### Your task
Look through the data below, and copy each line that carries the word "marble".

+++ Records for this exercise

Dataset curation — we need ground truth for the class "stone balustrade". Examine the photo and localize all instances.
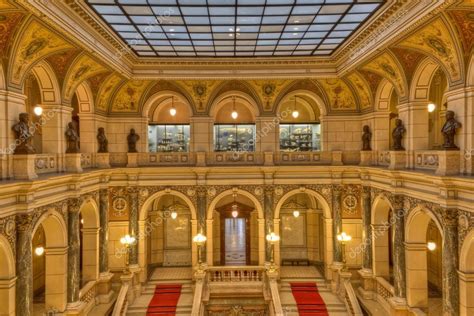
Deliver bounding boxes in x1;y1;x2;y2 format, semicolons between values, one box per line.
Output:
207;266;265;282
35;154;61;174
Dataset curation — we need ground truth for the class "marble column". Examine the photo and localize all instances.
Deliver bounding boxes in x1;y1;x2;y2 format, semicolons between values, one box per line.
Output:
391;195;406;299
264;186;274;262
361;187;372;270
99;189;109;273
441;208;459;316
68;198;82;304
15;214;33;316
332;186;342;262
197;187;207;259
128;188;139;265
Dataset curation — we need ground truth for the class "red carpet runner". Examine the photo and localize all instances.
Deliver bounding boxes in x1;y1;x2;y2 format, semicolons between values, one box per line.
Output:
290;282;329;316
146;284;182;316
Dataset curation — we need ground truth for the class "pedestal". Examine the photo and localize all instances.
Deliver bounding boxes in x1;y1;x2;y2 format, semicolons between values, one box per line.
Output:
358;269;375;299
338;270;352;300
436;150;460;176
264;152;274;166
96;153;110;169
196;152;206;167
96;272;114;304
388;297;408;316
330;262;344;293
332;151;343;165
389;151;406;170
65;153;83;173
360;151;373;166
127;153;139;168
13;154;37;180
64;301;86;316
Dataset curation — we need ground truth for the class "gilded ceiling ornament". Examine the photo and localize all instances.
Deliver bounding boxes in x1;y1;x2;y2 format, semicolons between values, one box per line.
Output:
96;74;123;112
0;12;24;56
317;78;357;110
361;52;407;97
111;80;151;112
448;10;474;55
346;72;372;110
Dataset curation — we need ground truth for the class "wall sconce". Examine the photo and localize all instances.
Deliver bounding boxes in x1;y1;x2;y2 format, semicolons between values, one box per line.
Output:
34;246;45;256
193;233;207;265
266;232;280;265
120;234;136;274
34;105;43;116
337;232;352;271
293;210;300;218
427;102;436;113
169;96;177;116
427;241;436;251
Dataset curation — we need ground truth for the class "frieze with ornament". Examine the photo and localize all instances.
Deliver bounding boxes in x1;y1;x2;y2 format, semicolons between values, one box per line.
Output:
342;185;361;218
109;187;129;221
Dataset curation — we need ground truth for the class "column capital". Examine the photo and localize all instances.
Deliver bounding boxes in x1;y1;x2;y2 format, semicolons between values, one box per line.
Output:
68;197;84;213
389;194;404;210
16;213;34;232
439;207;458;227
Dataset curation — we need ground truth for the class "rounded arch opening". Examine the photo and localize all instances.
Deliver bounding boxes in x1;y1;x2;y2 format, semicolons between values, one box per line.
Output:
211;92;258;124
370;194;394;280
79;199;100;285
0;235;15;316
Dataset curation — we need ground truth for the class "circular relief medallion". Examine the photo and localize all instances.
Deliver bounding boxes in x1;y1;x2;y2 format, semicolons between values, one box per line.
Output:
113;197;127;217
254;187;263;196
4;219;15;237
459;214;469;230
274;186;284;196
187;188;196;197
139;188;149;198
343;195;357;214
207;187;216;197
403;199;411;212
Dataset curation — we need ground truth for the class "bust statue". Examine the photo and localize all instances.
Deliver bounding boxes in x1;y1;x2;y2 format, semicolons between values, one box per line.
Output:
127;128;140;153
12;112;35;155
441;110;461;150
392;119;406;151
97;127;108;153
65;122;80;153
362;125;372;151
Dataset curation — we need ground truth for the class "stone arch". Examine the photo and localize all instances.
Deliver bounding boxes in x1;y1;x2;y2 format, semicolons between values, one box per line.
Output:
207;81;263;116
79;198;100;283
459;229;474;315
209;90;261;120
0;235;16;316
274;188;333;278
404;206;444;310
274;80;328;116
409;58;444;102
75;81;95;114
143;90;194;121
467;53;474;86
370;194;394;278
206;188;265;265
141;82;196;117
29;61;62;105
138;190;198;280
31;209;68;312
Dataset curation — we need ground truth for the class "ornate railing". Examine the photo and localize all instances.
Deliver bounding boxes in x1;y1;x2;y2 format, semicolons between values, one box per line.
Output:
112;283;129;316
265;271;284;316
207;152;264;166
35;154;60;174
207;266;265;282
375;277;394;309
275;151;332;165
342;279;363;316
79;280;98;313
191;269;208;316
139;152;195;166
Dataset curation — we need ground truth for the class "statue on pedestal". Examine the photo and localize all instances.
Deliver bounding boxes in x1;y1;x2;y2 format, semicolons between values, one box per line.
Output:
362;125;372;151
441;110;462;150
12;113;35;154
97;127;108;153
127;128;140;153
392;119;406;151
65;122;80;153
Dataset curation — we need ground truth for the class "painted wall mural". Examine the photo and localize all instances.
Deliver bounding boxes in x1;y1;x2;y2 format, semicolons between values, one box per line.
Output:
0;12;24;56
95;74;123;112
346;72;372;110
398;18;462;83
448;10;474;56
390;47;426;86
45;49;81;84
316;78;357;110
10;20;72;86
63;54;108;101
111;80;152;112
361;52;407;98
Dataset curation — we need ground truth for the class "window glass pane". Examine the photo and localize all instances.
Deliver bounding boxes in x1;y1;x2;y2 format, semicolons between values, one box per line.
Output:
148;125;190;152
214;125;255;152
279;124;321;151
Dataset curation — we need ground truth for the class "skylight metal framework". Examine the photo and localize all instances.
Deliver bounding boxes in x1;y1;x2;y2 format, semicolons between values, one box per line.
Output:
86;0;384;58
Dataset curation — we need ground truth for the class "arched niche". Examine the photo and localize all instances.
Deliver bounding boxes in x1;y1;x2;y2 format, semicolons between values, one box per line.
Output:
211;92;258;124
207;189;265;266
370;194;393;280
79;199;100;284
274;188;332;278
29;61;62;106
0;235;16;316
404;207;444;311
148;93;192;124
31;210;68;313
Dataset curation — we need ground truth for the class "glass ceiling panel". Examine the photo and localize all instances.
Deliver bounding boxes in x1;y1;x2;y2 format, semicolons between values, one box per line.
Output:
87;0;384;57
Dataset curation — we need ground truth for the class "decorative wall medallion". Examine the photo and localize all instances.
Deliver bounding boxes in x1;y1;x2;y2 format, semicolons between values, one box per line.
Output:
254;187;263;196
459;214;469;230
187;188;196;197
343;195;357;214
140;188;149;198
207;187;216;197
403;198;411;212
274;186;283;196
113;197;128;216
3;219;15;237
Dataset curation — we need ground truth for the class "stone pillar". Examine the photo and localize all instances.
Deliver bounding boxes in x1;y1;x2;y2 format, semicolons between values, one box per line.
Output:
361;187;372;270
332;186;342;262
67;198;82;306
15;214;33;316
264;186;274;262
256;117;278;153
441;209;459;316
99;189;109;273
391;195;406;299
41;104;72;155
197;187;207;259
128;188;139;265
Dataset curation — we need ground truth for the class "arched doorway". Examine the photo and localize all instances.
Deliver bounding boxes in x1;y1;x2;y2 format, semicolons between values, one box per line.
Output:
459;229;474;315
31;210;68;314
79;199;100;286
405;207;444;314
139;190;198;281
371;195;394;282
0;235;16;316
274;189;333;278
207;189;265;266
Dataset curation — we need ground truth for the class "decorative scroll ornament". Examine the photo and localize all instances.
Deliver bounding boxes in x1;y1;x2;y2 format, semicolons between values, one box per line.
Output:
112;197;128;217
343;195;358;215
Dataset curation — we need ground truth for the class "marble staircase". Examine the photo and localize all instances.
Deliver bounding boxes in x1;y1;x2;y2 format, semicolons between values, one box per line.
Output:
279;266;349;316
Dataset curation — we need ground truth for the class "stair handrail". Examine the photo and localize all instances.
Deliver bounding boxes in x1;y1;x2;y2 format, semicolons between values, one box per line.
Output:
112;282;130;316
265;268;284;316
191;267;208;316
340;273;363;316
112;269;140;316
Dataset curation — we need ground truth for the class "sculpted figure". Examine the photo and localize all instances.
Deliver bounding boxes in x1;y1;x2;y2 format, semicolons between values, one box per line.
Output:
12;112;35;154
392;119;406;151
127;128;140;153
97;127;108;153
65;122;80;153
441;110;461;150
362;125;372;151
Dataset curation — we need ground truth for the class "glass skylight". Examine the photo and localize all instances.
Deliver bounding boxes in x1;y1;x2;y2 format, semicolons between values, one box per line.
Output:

++++++

### Result of this exercise
Dataset curation — we need ground truth for the class "marble column". Examine the photo and localize all instances.
Dataset curation — we need ground truth for the class "marble staircase". Examine the photo and localize all instances.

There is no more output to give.